#### [RAW DATA]
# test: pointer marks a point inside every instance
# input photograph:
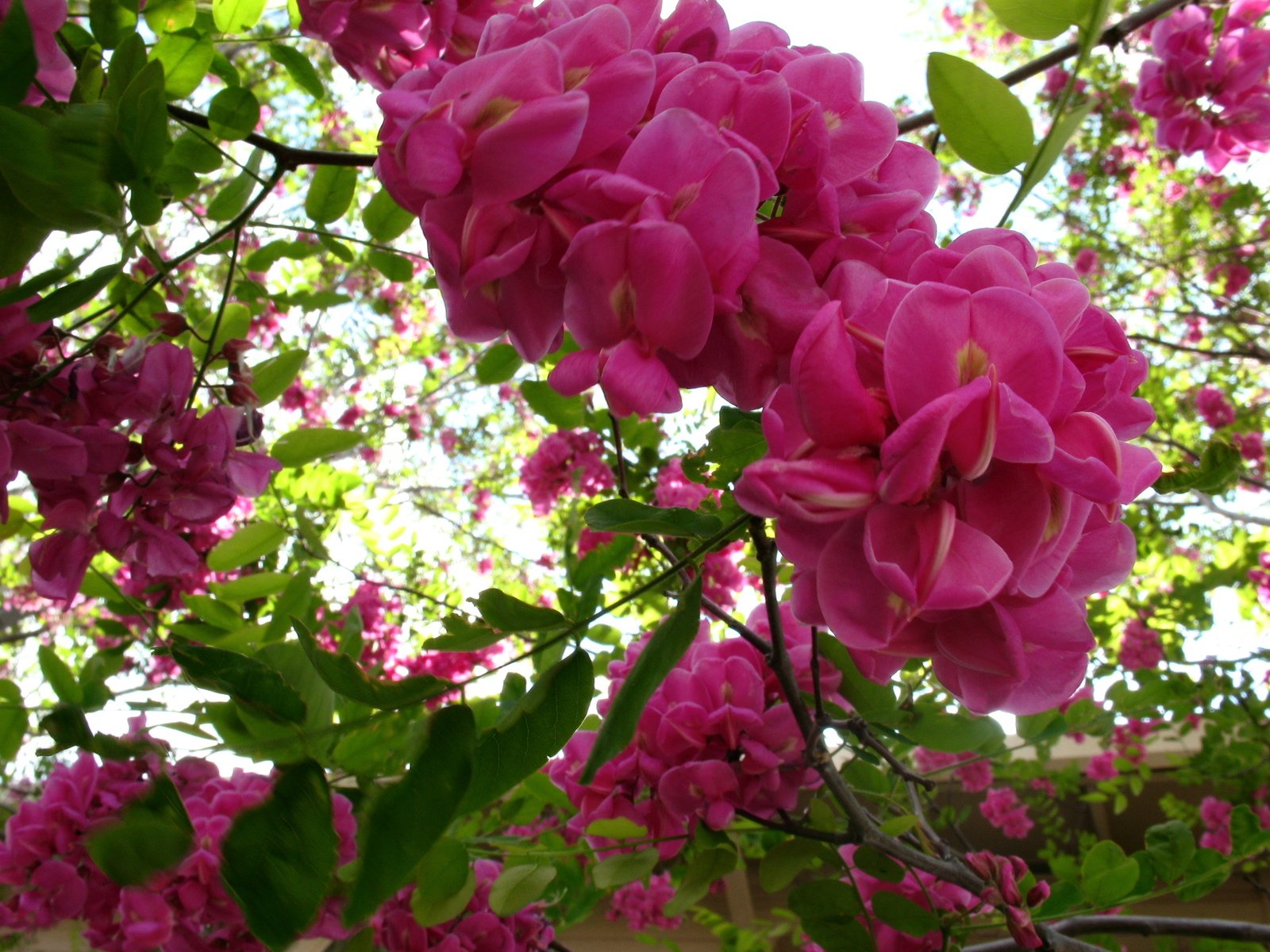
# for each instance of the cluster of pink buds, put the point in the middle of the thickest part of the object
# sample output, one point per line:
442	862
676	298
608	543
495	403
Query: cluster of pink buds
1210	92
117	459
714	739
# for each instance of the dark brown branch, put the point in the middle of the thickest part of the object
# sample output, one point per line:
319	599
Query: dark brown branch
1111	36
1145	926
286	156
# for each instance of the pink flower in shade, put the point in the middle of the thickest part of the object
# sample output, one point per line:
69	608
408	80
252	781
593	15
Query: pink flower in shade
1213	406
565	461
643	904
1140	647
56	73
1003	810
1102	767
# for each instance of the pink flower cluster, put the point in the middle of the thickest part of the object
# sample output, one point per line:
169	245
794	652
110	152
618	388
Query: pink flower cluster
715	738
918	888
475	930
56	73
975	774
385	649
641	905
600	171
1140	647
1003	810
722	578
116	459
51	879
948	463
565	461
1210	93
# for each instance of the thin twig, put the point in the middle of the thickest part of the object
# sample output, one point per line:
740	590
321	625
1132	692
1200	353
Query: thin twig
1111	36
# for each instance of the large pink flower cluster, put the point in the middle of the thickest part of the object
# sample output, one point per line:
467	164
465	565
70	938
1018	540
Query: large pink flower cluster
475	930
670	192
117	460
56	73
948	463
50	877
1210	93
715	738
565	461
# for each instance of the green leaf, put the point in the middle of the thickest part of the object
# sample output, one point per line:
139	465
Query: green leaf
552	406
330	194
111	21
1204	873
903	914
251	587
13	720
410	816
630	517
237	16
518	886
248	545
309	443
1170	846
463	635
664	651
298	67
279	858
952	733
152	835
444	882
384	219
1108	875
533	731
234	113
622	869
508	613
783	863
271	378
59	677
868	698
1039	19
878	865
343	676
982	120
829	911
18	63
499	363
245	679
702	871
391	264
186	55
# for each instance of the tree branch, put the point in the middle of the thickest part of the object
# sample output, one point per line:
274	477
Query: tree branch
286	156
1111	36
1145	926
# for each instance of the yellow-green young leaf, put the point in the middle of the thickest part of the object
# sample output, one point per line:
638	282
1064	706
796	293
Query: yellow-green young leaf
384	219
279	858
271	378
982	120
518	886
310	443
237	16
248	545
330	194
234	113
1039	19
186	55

#### [EXERCISE DESCRIPTION]
Copy out all the data exactly. The images should not appear in the copy.

#### [RESULT OF THIS TASK]
# test: pointer marks a point inside every instance
# input photograph:
# for each instance of the cluster of pink buds, put the point in the middle of the thickest part of the object
# sample output, one point per line:
442	862
676	298
608	543
495	403
Query: cluster of pink buds
1210	92
117	459
714	739
# for each instance of the dark brown branch, put the point in the middle of the thickest part of the object
# sample output, one point per line:
319	599
Query: dark brown branch
1111	36
1145	926
286	156
# for each instance of the pink flower in shade, put the point in the middle of the thickest part of the object
# sample output, one point per line:
69	608
408	80
252	781
593	15
Query: pink flower in shade
1213	406
565	461
643	904
1140	647
56	73
1003	810
1102	767
# for each instance of the pink flower cluster, put the point in the middle of the thickest part of the object
# sample output, one point per line:
169	245
794	652
110	152
618	388
Query: pink flower cluster
715	738
918	888
475	930
56	73
975	774
385	649
641	905
600	171
1140	647
1003	810
722	578
116	459
51	879
948	463
565	461
1210	93
# for each instance of the thin twig, put the point in the middle of the thickest part of the object
# sample output, one point per line:
740	590
321	625
1132	692
1200	353
Query: thin twig
1111	36
# for each instance of the large pink flower cluster, put the point in the middle of the thickest part of the object
# sample output, one point per line:
467	164
465	565
70	938
1018	540
Query: large pink flower cluster
475	930
670	192
117	460
56	73
948	463
50	877
1210	93
715	738
565	461
# for each instance of the green leaf, put the point in the middle of the thickest part of the object
# sample output, one point per line:
139	465
Query: green leaf
552	406
330	194
111	21
1204	873
903	914
251	587
13	720
410	816
630	517
237	16
518	886
248	545
309	443
1170	846
463	635
664	651
298	67
279	858
952	733
152	835
444	882
384	219
1108	875
533	731
234	113
622	869
508	613
783	863
271	378
59	677
868	698
1039	19
878	865
343	676
982	120
829	911
18	63
499	363
245	679
702	871
391	264
186	55
# for each instance of the tree branch, put the point in the middle of the thickest part of the object
# sample output, one point per line:
274	477
Query: tree branch
286	156
1111	36
1145	926
# for each instance of the yellow-green young leaf, put the point in the middle of the thickest part of the object
# sample output, one point per line:
638	282
1064	706
796	293
Query: yellow-green young leaf
384	219
279	858
271	378
982	120
518	886
310	443
237	16
248	545
330	194
234	113
1039	19
186	55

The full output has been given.